### [EXTRACTED ENTRIES]
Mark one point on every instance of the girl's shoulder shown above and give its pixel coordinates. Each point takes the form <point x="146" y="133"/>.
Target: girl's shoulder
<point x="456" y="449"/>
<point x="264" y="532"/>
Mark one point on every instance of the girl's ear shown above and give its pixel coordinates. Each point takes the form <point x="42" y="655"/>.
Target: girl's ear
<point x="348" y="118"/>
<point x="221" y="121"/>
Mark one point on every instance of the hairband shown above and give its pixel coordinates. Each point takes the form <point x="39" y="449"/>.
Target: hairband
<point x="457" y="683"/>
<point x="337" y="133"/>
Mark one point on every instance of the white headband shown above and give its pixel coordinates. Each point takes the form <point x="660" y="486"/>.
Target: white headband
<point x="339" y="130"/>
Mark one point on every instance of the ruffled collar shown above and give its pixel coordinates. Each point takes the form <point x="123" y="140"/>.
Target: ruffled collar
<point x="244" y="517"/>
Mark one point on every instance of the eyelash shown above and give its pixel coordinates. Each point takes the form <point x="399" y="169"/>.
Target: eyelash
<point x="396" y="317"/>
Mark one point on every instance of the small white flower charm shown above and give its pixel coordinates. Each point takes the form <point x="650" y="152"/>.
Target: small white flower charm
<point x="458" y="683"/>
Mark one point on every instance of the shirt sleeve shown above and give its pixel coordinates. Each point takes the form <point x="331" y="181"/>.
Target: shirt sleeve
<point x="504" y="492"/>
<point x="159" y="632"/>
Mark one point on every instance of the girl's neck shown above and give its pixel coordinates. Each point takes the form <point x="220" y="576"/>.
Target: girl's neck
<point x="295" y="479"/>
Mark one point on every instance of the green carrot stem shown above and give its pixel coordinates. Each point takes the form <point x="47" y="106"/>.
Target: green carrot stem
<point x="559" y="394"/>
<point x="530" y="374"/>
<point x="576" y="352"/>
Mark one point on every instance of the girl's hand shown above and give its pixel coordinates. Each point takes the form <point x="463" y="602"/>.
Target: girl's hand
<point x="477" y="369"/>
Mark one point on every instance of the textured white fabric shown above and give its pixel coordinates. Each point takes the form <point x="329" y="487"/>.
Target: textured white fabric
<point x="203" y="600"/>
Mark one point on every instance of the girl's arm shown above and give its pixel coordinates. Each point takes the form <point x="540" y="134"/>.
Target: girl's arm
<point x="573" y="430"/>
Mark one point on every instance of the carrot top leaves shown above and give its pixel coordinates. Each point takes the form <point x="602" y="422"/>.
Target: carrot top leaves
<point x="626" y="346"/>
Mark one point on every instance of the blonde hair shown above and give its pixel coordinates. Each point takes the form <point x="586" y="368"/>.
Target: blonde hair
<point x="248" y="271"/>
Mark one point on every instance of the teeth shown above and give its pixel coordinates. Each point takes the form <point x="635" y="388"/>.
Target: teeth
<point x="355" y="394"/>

### [PROBLEM TO WORK ON]
Exactly the lines from the one with "Target: girl's arm" through the last line of the listing above must make up your answer.

### [RESULT FOR THIS TASK]
Target: girl's arm
<point x="573" y="430"/>
Mark one point on every instance of the carrot top leaves shown above and give its pixel coordinates. Each point takes the form <point x="602" y="422"/>.
Target: carrot top leaves
<point x="626" y="346"/>
Mark one point on every instance of the blonde hair shown above and give its pixel coordinates. Each point takes the form <point x="586" y="368"/>.
Target: blonde hair
<point x="248" y="271"/>
Mark one point on every instance of the teeth shown above and give its pixel coordinates. Each point takes the form <point x="635" y="388"/>.
Target: teeth
<point x="355" y="394"/>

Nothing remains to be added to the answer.